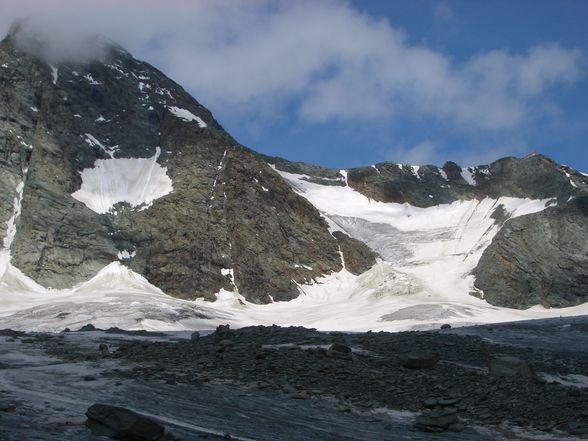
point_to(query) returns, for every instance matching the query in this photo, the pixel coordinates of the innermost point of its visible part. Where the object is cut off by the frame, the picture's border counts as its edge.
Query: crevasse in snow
(138, 181)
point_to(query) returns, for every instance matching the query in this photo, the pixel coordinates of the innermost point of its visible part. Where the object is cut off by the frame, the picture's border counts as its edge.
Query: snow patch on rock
(186, 115)
(138, 181)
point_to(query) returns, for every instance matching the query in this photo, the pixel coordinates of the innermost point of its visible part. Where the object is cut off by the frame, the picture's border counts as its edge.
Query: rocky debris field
(449, 384)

## BRIEF
Give every line of the listing above again, exactly, with no images.

## SOLUTION FOR THIS TASK
point_to(query) returns, for every instance matching the query in this photo, the pixel coordinates of the innermost point of its visible part. Where the object is cut off by the frame, the picture's border counts as its edge.
Query: crevasse in snow
(138, 181)
point_to(query) returns, for every instance matching the query in this photo, the pixel coordinates of the innermost point of its visible part. Where the object is cut off by the frame, the picture's border counts as its edge.
Query: snow patch on rock
(186, 115)
(138, 181)
point_to(query) returns, for every instance matching the query in this photo, the pixel coordinates of the innermost point of its visible part. Where the object is cut off by the frame, the picture's border counts as its edge.
Query: rocky debris field
(449, 384)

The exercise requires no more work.